#### RECORDS

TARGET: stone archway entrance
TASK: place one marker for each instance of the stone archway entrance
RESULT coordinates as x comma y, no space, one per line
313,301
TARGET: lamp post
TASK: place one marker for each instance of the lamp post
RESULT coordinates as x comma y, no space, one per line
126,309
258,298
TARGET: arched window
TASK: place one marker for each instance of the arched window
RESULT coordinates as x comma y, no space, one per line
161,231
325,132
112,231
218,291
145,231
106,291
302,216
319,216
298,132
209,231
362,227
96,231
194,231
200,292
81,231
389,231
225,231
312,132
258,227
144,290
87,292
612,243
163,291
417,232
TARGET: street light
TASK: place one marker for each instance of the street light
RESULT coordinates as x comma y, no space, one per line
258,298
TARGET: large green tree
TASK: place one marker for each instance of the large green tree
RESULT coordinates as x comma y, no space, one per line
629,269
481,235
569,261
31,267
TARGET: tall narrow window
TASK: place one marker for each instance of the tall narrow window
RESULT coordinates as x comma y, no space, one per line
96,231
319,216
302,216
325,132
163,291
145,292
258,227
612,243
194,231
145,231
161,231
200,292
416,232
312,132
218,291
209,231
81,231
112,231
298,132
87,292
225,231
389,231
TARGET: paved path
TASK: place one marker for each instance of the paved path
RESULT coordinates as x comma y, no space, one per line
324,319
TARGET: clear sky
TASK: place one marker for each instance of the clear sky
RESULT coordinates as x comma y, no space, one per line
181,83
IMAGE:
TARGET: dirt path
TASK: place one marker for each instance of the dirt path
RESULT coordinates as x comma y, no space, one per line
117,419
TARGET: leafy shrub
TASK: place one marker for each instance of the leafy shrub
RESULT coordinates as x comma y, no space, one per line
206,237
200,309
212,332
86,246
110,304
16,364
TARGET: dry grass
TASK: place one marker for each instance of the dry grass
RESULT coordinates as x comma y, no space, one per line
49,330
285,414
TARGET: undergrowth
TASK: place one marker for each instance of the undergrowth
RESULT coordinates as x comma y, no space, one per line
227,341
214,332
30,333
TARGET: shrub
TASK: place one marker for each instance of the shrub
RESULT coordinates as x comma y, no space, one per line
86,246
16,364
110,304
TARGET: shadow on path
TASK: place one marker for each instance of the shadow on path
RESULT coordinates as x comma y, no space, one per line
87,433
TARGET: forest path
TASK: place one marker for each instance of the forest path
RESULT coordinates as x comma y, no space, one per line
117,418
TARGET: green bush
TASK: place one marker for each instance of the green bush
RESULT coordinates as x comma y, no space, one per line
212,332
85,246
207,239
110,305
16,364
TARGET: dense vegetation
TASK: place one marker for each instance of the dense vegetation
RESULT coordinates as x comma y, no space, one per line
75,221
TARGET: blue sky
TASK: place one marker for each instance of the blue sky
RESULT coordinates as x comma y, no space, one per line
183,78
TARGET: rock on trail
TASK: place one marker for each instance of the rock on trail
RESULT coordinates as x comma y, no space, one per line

#### YOUR TASK
Starting at the first line of the data above, retype each line exactly until you reach the line containing "TARGET: leafy shrub", and include that line too.

#### RESPONSE
TARGET: stone archway entrance
TASK: place one marker for each instance of the stone archway entrance
RESULT coordinates as x comma y, no space, one per line
313,301
TARGET: lamp post
TASK: place one marker for each instance of the lamp post
RESULT coordinates as x comma y, no space, one per line
126,309
258,298
TARGET: arched window
TASK: place one marker for each instance of the arched window
RESULT coordinates as x comma y, no space, one per line
161,231
325,132
112,231
218,291
145,231
106,291
302,216
319,216
298,132
209,231
362,227
96,231
194,231
200,292
81,231
389,231
225,231
312,132
258,227
144,290
87,292
612,243
163,291
417,232
TARGET: street light
TASK: place one marker for each instance of the street light
RESULT coordinates as x comma y, no space, one per line
258,298
TARGET: large green tree
TASK: place one marker for each instance of the large green tree
RESULT coordinates as x comma y, no space, one per line
629,269
481,235
569,261
31,267
TARGET: tall narrow window
TASK: place one marker for each instance of the tall narrow window
RESULT coordinates as x comma y, no space, one per line
96,231
319,216
302,216
325,132
163,291
145,292
258,227
612,243
194,231
145,231
161,231
200,292
416,232
312,132
218,291
209,231
81,231
112,231
298,132
87,292
225,231
389,231
TARGET: paved path
TASK: place one marker for each instance of the paved path
RESULT coordinates as x comma y, no space, one per line
324,319
TARGET: clear sky
TASK: place one marker for each instance of the clear sky
RESULT coordinates as x comma y, no space, one per line
181,83
IMAGE:
TARGET: dirt path
TASK: place one marker for each instance of the dirt path
RESULT coordinates as x comma y, no space, one per line
117,419
TARGET: leafy shrub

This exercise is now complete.